Several misconceptions linger concerning the origin and impact of the popular term. One is whether Hoyle introduced the nickname to ridicule or denigrate the small community of cosmologists who thought that the Universe had a violent beginning — a hypothesis that then seemed irrational. Another is that this group adopted ‘Big Bang’ eagerly, and it then migrated to other sciences and to everyday language. In reality, for decades, scientists ignored the catchy phrase, even as it spread in more-popular contexts.

This new map of the Universe suggests dark matter shaped the cosmos

The first cosmological theory of the Big Bang type dates back to 1931, when Belgian physicist and Catholic priest Georges Lemaître proposed a model based on the radioactive explosion of what he called a “primeval atom” at a fixed time in the past. He conceived that this primordial object was highly radioactive and so dense that it comprised all the matter, space and energy of the entire Universe. From the original explosion caused by radioactive decay, stars and galaxies would eventually form, he reasoned. Lemaître spoke metaphorically of his model as a “fireworks theory” of the Universe, the fireworks consisting of the decay products of the initial explosion.

However, Big Bang cosmology in its modern meaning — that the Universe was created in a flash of energy and has expanded and cooled down since — took off only in the late 1940s, with a series of papers by the Soviet–US nuclear physicist George Gamow and his US associates Ralph Alpher and Robert Herman. Gamow hypothesized that the early Universe must have been so hot and dense that it was filled with a primordial soup of radiation and nuclear particles, namely neutrons and protons. Under such conditions, those particles would gradually come together to form atomic nuclei as the temperature cooled. By following the thermonuclear processes that would have taken place in this fiery young Universe, Gamow and his collaborators tried to calculate the present abundance of chemical elements in an influential 1948 paper 1 .

Competing ideas

The same year, a radically different picture of the Universe was announced by Hoyle and Austrian-born cosmologists Hermann Bondi and Thomas Gold. Their steady-state theory assumed that, on a large scale, the Universe had always looked the same and would always do so, for eternity. According to Gamow, the idea of an ‘early Universe’ and an ‘old Universe’ were meaningless in a steady-state cosmology that posited a Universe with no beginning or end.

Over the next two decades, an epic controversy between these two incompatible systems evolved. It is often portrayed as a fight between the Big Bang theory and the steady-state theory, or even personalized as a battle between Gamow and Hoyle. But this is a misrepresentation.

Soviet–US nuclear physicist George Gamow was an early proponent of Big Bang cosmology. Credit: Bettmann/Getty

Both parties, and most other physicists of the time, accepted that the Universe was expanding — as US astronomer Edwin Hubble demonstrated in the late 1920s by observing that most galaxies are rushing away from our own. But the idea that is so familiar today, of the Universe beginning at one point in time, was widely seen as irrational. After all, how could the cause of the original explosion be explained, given that time only came into existence with it? In fact, Gamow’s theory of the early Universe played almost no part in this debate.

Rather, a bigger question at the time was whether the Universe was evolving in accordance with German physicist Albert Einstein’s general theory of relativity, which predicted that it was either expanding or contracting, not steady. Although Einstein’s theory doesn’t require a Big Bang, it does imply that the Universe looked different in the past than it does now. And an ever-expanding Universe does not necessarily entail the beginning of time. An expanding Universe could have blown up from a smaller precursor, Lemaître suggested in 1927.

RECORD SET -
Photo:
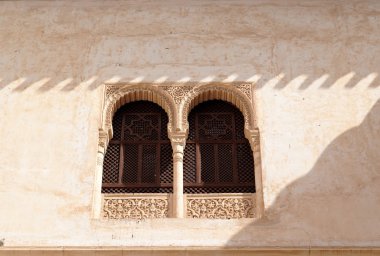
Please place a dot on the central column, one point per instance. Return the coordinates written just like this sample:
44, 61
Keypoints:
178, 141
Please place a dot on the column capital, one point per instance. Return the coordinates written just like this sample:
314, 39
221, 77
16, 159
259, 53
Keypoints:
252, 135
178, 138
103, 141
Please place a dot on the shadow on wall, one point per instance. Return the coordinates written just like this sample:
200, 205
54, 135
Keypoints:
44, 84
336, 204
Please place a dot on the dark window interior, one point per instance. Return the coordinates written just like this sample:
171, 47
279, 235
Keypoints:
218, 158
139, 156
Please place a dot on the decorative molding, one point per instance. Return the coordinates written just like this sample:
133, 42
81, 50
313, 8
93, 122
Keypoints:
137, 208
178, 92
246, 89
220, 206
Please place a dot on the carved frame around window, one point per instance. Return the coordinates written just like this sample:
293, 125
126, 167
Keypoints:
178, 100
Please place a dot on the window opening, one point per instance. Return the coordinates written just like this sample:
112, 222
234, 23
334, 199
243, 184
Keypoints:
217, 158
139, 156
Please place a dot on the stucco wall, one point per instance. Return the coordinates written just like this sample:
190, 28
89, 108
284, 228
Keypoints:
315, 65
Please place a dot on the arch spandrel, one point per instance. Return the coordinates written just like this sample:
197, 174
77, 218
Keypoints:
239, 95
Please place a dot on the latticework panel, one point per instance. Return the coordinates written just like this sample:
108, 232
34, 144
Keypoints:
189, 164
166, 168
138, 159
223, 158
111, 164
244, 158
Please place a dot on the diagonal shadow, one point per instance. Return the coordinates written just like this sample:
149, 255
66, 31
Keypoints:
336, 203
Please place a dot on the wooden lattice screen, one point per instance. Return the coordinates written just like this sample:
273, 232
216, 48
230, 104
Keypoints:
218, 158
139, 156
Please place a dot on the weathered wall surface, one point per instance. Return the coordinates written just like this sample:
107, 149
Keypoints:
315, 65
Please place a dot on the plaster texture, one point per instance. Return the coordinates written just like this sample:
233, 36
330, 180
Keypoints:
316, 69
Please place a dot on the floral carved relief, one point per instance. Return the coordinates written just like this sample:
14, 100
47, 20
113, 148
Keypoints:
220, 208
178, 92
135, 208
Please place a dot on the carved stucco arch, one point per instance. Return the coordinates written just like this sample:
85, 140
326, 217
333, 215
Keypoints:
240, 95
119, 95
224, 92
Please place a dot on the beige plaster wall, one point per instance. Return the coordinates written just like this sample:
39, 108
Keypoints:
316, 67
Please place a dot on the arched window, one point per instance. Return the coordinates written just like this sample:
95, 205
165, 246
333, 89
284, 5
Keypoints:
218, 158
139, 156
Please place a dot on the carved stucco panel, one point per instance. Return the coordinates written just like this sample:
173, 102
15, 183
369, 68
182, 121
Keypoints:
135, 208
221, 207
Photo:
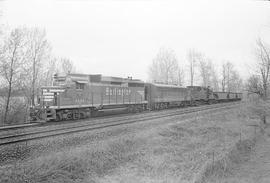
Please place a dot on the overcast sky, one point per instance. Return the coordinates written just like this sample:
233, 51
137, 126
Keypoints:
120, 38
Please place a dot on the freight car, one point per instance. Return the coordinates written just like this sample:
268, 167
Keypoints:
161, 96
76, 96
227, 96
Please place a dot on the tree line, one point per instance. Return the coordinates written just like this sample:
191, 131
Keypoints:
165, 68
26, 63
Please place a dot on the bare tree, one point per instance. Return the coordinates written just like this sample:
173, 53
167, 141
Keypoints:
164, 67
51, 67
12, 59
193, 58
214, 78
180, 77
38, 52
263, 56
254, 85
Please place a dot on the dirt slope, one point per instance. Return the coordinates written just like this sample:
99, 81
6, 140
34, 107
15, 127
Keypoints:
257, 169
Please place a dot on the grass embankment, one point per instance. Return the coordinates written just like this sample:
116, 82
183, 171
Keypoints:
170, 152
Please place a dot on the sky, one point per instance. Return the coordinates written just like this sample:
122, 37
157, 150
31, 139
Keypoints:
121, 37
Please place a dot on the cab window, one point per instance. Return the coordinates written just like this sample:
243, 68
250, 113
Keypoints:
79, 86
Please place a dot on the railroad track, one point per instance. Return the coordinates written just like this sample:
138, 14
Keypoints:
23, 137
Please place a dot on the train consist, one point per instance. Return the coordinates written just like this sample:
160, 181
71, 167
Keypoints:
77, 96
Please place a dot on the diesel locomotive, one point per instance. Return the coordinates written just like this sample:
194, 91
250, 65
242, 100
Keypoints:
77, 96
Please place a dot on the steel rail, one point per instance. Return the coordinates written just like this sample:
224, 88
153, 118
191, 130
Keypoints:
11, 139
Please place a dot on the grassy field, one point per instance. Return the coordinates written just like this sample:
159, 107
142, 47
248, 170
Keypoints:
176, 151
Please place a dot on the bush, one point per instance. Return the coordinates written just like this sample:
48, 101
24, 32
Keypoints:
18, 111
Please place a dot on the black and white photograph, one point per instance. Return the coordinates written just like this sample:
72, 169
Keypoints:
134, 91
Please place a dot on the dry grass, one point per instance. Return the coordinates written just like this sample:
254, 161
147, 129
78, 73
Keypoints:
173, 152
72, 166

THINGS TO DO -
A. In what year did Georges Lemaître propose his "primeval atom" model, according to the text on the history of the Big Bang?
B. In the text on the history of the Big Bang, list every person whose nationality or national origin is given, along with that nationality or origin.

LIST OF ANSWERS -
A. 1931

B.
- Georges Lemaître: Belgian
- George Gamow: Soviet–US
- Ralph Alpher: US
- Robert Herman: US
- Hermann Bondi: Austrian-born
- Thomas Gold: Austrian-born
- Edwin Hubble: US
- Albert Einstein: German